OEFENTEKST |
Het Gentse maandbladje van de N-VA “interviewde” Vlaams minister van Onroerend Erfgoed Matthias Diependaele en Anneleen Van Bossuyt, gemeentelijk fractievoorzitter. Beiden zijn juristen en kunnen dus met kennis van zaken oordelen over de geschiedenis van Vlaanderen en haar betekenis als erfgoed. Onze “humanitaire nationalisten” beschikken over namelijk over bijzondere gaven om de ziel van Vlaanderen aan te voelen. De titel van het stukje luidt “Iedereen moet kunnen leren over onze rijke, Vlaamse geschiedenis”. Een lofwaardig initiatief.

In de eerste plaats gaat het om een promotie-interview. De N-VA bekommert zich namelijk als geen andere om Gentse cultuurmonumenten zoals het Gravensteen, het Citadelpark en zijn muziekkiosk, de Opera, het Designmuseum, het Internationaal Conferentie Centrum, het bezoekerscentrum voor het Lam Gods, de Graslei, de St. Delhaizekerk, etc.

UIT TE VOEREN OPDRACHT | Zet de tekst over het N-VA-interview over het Gentse erfgoed voort, aansluitend op de laatste zin.

Gegevens over verwijzende uitdrukkingen |
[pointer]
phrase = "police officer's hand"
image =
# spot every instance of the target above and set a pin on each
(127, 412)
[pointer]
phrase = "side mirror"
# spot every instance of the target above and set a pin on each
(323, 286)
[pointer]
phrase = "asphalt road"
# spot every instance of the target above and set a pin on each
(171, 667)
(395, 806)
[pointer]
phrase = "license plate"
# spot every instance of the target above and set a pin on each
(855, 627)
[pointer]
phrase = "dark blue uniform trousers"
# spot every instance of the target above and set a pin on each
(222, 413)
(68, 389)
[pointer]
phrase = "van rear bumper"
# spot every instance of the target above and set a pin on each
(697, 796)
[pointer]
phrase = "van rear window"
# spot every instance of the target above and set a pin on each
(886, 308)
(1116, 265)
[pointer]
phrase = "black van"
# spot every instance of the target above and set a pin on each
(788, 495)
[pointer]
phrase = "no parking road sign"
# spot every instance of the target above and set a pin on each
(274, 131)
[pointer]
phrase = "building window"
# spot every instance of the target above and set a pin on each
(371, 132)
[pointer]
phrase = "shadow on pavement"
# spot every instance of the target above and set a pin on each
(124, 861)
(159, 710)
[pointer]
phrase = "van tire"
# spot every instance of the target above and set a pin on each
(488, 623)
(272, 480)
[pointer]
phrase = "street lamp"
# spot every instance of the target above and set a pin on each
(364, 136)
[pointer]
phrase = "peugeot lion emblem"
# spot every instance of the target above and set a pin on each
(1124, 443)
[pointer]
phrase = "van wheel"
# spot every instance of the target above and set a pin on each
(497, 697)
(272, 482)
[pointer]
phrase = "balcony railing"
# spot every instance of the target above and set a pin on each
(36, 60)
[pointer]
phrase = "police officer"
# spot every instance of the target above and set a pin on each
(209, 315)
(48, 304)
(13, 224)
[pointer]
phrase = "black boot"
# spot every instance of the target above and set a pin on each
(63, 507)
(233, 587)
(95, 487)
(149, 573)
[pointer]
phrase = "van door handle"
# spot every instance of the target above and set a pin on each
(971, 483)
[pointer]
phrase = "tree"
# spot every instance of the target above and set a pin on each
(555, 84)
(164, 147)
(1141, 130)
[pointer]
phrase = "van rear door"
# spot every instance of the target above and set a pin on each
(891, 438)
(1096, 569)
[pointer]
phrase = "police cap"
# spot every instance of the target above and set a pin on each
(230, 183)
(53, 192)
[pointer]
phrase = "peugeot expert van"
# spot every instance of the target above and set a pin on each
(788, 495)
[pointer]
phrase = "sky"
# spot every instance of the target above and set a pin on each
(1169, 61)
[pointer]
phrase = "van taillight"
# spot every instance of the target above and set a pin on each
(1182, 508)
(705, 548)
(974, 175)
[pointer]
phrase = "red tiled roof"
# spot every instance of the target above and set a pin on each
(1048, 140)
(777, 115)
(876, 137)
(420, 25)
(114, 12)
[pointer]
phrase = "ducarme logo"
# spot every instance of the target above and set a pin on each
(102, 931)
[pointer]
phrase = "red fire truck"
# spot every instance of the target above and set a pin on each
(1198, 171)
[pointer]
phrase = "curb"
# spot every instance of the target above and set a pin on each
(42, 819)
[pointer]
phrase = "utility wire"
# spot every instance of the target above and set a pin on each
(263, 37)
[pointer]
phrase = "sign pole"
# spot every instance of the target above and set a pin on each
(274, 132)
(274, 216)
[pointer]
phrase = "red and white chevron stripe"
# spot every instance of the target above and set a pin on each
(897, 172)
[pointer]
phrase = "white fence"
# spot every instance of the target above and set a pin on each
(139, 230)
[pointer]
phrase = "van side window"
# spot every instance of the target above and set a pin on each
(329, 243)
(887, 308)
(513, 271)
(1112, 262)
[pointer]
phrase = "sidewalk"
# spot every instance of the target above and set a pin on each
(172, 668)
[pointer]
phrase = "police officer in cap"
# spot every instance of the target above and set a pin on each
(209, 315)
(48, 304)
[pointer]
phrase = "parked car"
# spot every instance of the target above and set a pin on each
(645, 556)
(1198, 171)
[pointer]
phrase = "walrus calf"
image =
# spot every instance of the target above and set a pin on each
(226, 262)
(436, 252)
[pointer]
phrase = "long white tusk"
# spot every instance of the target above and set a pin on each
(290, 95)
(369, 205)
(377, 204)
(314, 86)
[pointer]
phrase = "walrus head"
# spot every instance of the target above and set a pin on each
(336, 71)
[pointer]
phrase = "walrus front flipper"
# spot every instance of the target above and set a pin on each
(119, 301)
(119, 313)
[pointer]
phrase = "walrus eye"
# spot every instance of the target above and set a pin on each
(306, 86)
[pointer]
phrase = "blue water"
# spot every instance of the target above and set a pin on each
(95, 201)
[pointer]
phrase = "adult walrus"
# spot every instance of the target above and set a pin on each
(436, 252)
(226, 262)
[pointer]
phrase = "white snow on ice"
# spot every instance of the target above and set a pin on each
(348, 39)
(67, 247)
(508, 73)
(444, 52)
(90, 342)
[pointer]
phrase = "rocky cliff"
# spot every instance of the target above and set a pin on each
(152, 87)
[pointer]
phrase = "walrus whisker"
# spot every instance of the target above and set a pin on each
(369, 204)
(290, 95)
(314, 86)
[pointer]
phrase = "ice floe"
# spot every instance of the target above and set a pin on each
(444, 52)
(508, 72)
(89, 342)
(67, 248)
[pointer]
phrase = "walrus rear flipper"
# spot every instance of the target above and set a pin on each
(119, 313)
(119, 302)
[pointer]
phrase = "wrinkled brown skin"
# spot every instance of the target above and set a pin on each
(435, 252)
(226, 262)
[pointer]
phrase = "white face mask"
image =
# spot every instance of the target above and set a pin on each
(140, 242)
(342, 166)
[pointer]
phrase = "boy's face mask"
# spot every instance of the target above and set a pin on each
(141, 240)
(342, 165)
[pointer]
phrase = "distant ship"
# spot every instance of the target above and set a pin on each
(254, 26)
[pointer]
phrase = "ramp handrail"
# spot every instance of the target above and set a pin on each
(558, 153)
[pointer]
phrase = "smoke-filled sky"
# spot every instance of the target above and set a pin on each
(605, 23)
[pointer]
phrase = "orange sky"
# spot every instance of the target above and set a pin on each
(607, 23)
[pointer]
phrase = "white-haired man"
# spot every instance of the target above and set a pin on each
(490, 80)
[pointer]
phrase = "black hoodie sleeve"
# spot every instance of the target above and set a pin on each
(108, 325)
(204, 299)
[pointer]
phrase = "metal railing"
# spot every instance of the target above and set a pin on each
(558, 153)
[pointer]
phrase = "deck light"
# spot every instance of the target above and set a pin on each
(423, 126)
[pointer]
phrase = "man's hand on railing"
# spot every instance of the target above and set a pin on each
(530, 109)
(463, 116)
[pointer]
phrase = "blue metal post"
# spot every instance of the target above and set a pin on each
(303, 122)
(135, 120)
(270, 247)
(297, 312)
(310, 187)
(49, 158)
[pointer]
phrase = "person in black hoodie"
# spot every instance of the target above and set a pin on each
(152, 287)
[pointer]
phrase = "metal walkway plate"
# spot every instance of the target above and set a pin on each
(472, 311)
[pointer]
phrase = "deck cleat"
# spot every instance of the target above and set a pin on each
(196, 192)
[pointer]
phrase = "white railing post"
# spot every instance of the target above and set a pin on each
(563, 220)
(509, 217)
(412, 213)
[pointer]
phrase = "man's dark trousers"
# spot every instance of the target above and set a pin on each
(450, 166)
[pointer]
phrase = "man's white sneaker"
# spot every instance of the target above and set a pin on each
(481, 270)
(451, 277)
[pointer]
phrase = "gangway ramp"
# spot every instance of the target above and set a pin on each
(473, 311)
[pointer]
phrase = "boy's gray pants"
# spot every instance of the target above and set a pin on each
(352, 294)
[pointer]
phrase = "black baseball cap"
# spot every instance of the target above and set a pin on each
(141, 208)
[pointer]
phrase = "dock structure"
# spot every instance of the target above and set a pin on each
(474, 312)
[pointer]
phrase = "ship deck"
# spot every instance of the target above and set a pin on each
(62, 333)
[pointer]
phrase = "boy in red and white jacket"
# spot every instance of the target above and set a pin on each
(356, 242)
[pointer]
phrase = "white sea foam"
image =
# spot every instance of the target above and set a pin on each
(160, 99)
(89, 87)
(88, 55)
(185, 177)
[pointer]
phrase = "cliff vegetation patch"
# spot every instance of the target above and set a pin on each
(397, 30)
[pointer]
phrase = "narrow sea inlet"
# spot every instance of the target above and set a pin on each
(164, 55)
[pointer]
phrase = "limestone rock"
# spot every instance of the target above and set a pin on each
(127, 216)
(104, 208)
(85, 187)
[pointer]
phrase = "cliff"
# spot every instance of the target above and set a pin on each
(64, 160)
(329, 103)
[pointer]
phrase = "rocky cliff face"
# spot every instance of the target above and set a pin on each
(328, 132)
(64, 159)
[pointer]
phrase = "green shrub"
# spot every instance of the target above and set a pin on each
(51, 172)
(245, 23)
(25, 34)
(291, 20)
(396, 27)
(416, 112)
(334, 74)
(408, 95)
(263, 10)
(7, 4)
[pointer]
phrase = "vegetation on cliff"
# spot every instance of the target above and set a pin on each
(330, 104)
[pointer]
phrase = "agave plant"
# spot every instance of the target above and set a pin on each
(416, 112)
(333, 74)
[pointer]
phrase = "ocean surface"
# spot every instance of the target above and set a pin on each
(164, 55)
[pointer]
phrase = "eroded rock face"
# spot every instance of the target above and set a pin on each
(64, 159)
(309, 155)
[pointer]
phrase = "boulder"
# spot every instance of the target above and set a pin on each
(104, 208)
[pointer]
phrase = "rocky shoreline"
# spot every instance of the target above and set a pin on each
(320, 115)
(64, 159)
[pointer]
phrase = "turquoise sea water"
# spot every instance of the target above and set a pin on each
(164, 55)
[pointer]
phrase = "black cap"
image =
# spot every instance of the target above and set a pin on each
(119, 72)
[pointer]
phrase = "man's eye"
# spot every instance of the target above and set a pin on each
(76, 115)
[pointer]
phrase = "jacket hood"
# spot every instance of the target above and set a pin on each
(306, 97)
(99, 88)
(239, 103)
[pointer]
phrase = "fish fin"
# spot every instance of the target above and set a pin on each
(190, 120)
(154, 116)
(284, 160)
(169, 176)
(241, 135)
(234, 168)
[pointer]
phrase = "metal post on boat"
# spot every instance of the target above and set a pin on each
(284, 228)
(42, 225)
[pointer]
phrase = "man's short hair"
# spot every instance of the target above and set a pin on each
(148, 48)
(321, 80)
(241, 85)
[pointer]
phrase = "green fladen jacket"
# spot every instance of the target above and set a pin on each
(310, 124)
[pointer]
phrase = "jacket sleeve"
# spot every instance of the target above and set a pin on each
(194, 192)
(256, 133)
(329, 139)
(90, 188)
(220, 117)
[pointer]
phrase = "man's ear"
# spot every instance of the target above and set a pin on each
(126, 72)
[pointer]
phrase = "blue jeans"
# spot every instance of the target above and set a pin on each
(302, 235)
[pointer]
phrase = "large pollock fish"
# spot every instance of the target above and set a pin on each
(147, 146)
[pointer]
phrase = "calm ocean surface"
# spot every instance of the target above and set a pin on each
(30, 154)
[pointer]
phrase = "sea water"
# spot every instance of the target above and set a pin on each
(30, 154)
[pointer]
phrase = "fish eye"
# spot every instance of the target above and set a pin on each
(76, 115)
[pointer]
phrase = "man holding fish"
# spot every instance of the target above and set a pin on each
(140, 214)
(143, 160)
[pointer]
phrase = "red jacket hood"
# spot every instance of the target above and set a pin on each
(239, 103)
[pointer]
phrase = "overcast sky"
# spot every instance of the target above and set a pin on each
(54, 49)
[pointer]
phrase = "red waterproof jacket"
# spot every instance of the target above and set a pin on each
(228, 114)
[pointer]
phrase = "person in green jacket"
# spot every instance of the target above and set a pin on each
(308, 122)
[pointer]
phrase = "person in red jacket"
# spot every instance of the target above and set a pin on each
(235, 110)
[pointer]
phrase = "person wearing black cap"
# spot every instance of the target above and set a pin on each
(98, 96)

VERWACHT RESULTAAT |
De stad steekt er miljoenen in maar gelukkig is de N-VA er om daarbij te zorgen voor enige participatie en overleg van de burgers, een praktijk die bij het stadsbestuur “helaas dode letter blijft”. Het is onze rechtsgeleerde heemkundigen echter niet opgevallen dat al deze monumenten, met uitzondering van het Gravensteen”, producten zijn van het middeleeuwse stadspatriciaat en van hun opvolgers, de liberale textielbaronnen, allemaal Franskiljons. In onze rijke geschiedenis heeft Gent bovendien niet deelgenomen aan de Guldensporenslag. Zo nationaal voelend waren alle Vlamingen toen nog niet. Dat moet nu anders.

Vandaar de tweede betekenis van het interview. De promotie van de het Vlaams nationalisme bij een bevolking die daar nog niet genoeg van doordrongen is. De Vlamingen zijn nog altijd een “volk in wording is” en aan die genese sleutelt de N-VA, daarbij geholpen door het Vlaamse Belang. Trots op een half mythisch verleden moet het separatisme aanwakkeren, het streefdoel van de laatkapitalistische Vlaamse Beweging.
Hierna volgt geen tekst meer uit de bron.